The NPETR in Changsha was relatively narrow compared with Tianjin (11–24 °C) [36] and Xi’an (12.4–26.9 °C) [37]. This could be explained by physiological adaptation, defined as the change in a physiological response resulting from repeated exposure to a stimulus, leading to a gradual decrease in the response induced by this exposure. In Tianjin and Xi’an, where there is a large temperature difference, residents are more adapted to the local climate and have a broader range of thermal sensations. In Changsha, the temperature difference was relatively small due to the long summer season and the very hot summer weather. Outdoor thermal comfort is a complex issue, with different cultural practices and thermal histories influencing the thermal sensation of the residents for physiological or psychological reasons.

Subtropical regions have longer summers and residents are under high temperature conditions for a long time and are more eager to be in a lower temperature outdoor thermal environment.

4.1.2. Thermal Acceptability Range

It was found that the 90% acceptable temperature range in summer in Changsha was below 28.5 °C.

Table 6. Thermal acceptability range from other OTC studies.

Location	Climatic Zone	Season	Content	TAR	Range	References
Mianyang, China	Dwa	Summer	Campus	<35.6 °C	90%	[38]
Hong Kong, China	Cwa	Summer	Park	21.3–39.5 °C	80%	[18]
Harbin, China	Dwa	Winter	Residential	>10.2 °C	90%	[39]

shows the acceptable temperature range for the outdoor thermal comfort studies from other climate zones. From Table 6, it can be seen that, compared with the study conducted in Mianyang [38], the upper limit of the TAR in Changsha was 7.1 °C lower. This may be due to the difference in the subjects of the two studies. The area where the study was conducted in Mianyang was a university campus, where students are more educated and more likely to engage in physical activity and they are more likely to feel hot. These results and comparisons also suggested that there were significant differences in heat tolerance between different groups in different regions. The 80% TAR upper limit in Hong Kong [18] was much higher than in Changsha, which was related to the high temperature of the region and the thermal history of the residents, even in winter when the average temperature in Hong Kong is above 16 °C. The 80% TAR was also broader than the 90% TAR. Compared with the experiments undertaken in the winter in Harbin [39], a severe cold region, the TAR in Harbin was above 10.2 °C. This showed more regional characteristics of thermal environmental acceptability in different cities, with people living in hot regions having a higher tolerance to high outdoor temperatures and residents living in severe cold regions having a higher tolerance to cold [40].

What the exercise asks –
In the thermal comfort text, what was the 90% acceptable temperature range in summer in Changsha?

Data excerpt –
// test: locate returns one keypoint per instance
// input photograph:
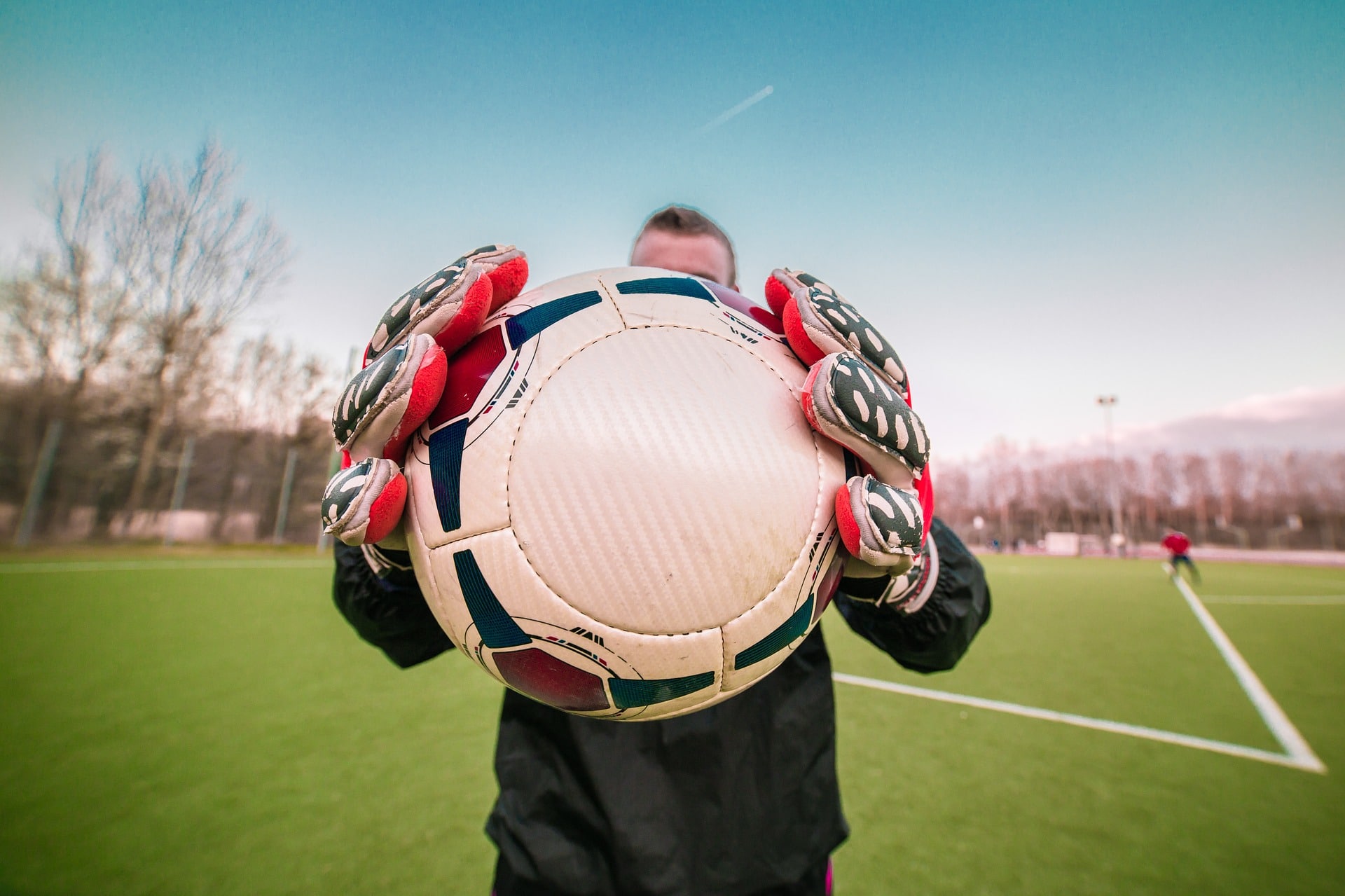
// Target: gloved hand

Final result –
Below 28.5 °C.